GIVEN REQUEST – Please list every line of the records below that contains the string "christmas".

- - - -

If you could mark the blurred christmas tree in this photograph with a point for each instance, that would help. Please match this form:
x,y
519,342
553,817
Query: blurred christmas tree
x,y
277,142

- - - -

TASK ANSWER –
If you could mark the blurred christmas tree in this photograph with a point for each instance, that would help. Please match this form:
Query: blurred christmas tree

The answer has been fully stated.